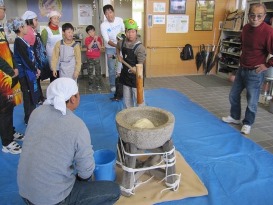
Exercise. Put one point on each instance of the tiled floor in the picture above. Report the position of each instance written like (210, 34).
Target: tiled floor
(214, 99)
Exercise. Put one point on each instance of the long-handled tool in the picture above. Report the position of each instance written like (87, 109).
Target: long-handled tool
(138, 70)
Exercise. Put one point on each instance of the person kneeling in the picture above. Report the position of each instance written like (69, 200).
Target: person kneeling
(56, 163)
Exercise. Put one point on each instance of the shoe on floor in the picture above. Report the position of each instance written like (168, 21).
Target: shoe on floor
(18, 136)
(113, 89)
(115, 99)
(13, 148)
(246, 129)
(229, 119)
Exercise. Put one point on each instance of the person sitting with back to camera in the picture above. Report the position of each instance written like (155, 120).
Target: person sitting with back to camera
(68, 53)
(56, 165)
(133, 52)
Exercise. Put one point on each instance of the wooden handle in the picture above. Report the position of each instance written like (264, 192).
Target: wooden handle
(139, 83)
(125, 63)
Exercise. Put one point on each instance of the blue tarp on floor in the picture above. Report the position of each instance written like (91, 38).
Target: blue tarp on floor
(234, 169)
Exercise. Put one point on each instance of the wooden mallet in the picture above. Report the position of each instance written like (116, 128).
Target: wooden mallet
(139, 80)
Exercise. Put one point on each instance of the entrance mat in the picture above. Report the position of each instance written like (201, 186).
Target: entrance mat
(209, 80)
(149, 192)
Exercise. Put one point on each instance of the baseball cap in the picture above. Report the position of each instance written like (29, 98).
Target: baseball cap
(130, 24)
(14, 24)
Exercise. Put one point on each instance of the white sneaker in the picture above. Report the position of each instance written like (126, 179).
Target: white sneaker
(113, 89)
(13, 148)
(229, 119)
(246, 129)
(18, 136)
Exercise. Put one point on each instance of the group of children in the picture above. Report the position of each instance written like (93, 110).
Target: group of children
(55, 54)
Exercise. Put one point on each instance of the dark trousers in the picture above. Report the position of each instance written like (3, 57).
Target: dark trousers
(88, 193)
(119, 89)
(41, 98)
(6, 126)
(29, 106)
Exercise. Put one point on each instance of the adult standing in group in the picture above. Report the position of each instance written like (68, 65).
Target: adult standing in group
(109, 30)
(51, 35)
(257, 44)
(10, 93)
(34, 40)
(55, 166)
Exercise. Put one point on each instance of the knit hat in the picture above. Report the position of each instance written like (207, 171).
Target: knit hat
(29, 15)
(14, 24)
(130, 24)
(59, 91)
(54, 13)
(121, 36)
(2, 3)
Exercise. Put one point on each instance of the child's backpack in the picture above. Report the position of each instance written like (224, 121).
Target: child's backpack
(187, 53)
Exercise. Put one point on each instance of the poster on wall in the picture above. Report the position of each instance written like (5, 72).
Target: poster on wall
(177, 7)
(204, 15)
(85, 13)
(177, 24)
(159, 19)
(43, 7)
(159, 7)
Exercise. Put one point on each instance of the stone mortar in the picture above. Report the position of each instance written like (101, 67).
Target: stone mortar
(145, 138)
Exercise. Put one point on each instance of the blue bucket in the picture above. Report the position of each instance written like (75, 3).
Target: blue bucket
(105, 161)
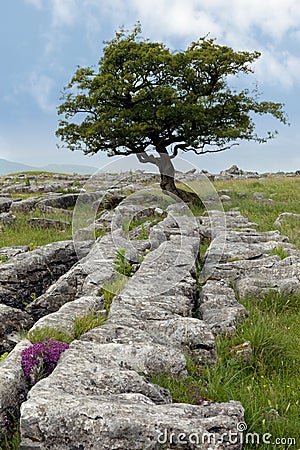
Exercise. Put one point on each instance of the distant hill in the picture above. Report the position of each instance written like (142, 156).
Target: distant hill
(7, 167)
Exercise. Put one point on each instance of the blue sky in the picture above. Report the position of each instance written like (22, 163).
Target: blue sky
(42, 42)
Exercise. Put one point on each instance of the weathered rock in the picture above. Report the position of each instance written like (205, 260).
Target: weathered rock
(63, 201)
(218, 307)
(12, 320)
(85, 278)
(10, 252)
(5, 204)
(41, 222)
(29, 275)
(24, 206)
(67, 288)
(243, 351)
(259, 195)
(124, 421)
(63, 319)
(225, 198)
(283, 276)
(7, 219)
(283, 217)
(13, 388)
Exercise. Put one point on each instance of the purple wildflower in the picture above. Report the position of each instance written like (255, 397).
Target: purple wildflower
(40, 359)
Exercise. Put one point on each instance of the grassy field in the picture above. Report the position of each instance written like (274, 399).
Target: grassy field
(284, 193)
(23, 234)
(268, 385)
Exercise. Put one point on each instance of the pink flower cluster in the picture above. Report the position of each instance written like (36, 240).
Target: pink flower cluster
(39, 359)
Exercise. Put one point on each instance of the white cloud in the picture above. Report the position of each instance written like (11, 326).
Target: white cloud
(64, 12)
(40, 88)
(36, 3)
(265, 25)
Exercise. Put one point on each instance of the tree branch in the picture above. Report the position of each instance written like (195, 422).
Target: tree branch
(145, 158)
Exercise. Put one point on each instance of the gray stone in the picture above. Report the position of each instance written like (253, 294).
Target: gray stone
(41, 222)
(243, 351)
(13, 387)
(31, 273)
(12, 320)
(283, 217)
(225, 198)
(123, 421)
(10, 252)
(24, 206)
(219, 308)
(5, 204)
(7, 219)
(258, 195)
(63, 319)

════════

What is being asked: The copy should hold every entry above word for word and none of the pictures.

Response box:
Exercise. Put one point on each instance of the tiled floor in the picture above. Report the position of each instance written like (210, 34).
Target: tiled floor
(214, 99)
Exercise. Put one point on each instance of the long-handled tool in the picture above. Report the position of each instance written like (87, 109).
Target: long-handled tool
(138, 70)
Exercise. Put one point on each instance of the person kneeling in the picture above. Report the position of each instance written like (69, 200).
Target: person kneeling
(56, 163)
Exercise. Put one point on each instance of the shoe on floor in the picture above. Report the position of each instance written like (168, 21).
Target: shoe on floor
(18, 136)
(113, 89)
(115, 99)
(13, 148)
(246, 129)
(229, 119)
Exercise. Put one point on each instance of the person sitting with back to camera in the picture above. Report the position of each instance written like (155, 120).
Target: person sitting with back to camera
(68, 53)
(56, 165)
(133, 52)
Exercise. Put one point on each instance of the wooden handle in the picture above. Report the position of each instance written like (264, 192).
Target: wooden handle
(139, 83)
(125, 63)
Exercise. Put one point on each instance of the blue tarp on floor in the picture above. Report the position of each instance written like (91, 38).
Target: blue tarp on floor
(234, 169)
Exercise. Put one point on each instance of the wooden mallet in the picture above. Report the position of each instance written like (116, 128).
Target: wooden mallet
(139, 80)
Exercise. Put one point on each instance of the entrance mat in the picture above. Report the position of each instance written like (201, 186).
Target: entrance mat
(209, 80)
(149, 192)
Exercise. Put one point on each instance of the baseball cap in the picture above. Report the position of each instance written like (29, 98).
Target: baseball cap
(130, 24)
(14, 24)
Exercise. Put one point on each instance of the white sneaker in the picture above. Report the position of each instance written like (126, 179).
Target: white sneaker
(113, 89)
(13, 148)
(229, 119)
(246, 129)
(18, 136)
Exercise. Put one point on each instance of the group of children in the picture above. Report the position of each instance written like (93, 110).
Target: group of children
(55, 54)
Exercise. Put one point on each instance of the dark trousers in the picture above. Report the position of each instance written like (3, 57).
Target: dark trousers
(88, 193)
(119, 89)
(41, 98)
(6, 126)
(29, 106)
Exercise. Put one point on each instance of the adult standing in group in the picture above. Report the position of each instance written like (68, 65).
Target: adult standing in group
(109, 30)
(51, 35)
(257, 44)
(10, 93)
(34, 40)
(55, 166)
Exercise. Put one point on each instance of the knit hat in the picture above. Report the position of each instance written like (207, 171).
Target: knit hat
(29, 15)
(14, 24)
(130, 24)
(59, 91)
(54, 13)
(121, 36)
(2, 3)
Exercise. Put one point on each instance of the child's backpack in the picture above. Report the position of each instance written like (224, 121).
Target: child's backpack
(187, 53)
Exercise. Put one point on each instance of the poster on wall in the picture above. Report the position of each instance written like (5, 72).
Target: poster on wall
(177, 7)
(204, 15)
(85, 13)
(177, 24)
(159, 19)
(43, 7)
(159, 7)
Exercise. Put one point on each instance of the stone mortar in the picture above. Report the position of each instance written like (101, 67).
Target: stone mortar
(145, 138)
Exercise. Put one point on each instance of the blue bucket in the picture above. Report the position of each instance written like (75, 3).
Target: blue bucket
(105, 161)
Exercise. Put one point on each instance of the distant hill in the picture above. Report the position of each instance written like (142, 156).
Target: distant hill
(7, 167)
Exercise. Put one point on each instance of the blue sky in the picture above. Report the position of each instance written like (22, 163).
Target: blue sky
(42, 42)
Exercise. Put one point on each instance of the weathered rock in the picture above. Report the position of each instance written like (205, 260).
Target: weathered rock
(63, 201)
(218, 307)
(12, 320)
(85, 278)
(10, 252)
(5, 204)
(41, 222)
(29, 275)
(24, 206)
(67, 288)
(243, 351)
(259, 195)
(124, 421)
(63, 319)
(225, 198)
(283, 276)
(7, 219)
(283, 217)
(13, 388)
Exercise. Put one point on each instance of the purple wildflower in the picture above. Report the position of each instance written like (255, 397).
Target: purple wildflower
(40, 359)
Exercise. Put one point on each instance of the grassy field in the picture above. Report the position of each instance written like (274, 399).
Target: grassy field
(284, 193)
(23, 234)
(268, 385)
Exercise. Put one point on each instance of the pink flower cluster in the picture above. Report the position of each instance written like (36, 240).
Target: pink flower cluster
(39, 359)
Exercise. Put one point on each instance of the white cloud in the picture above. Report the position of each instance written like (11, 326).
Target: white cloud
(64, 12)
(40, 88)
(36, 3)
(265, 25)
Exercise. Put one point on each instance of the tree branch in the picture above. Report the position of each instance written like (195, 422).
Target: tree branch
(145, 158)
Exercise. Put one point on each instance of the gray stone in the picture above. Report the position of each instance written like (253, 294).
Target: gray stone
(41, 222)
(243, 351)
(13, 387)
(31, 273)
(12, 320)
(283, 217)
(225, 198)
(123, 421)
(10, 252)
(24, 206)
(219, 308)
(5, 204)
(7, 219)
(258, 195)
(63, 319)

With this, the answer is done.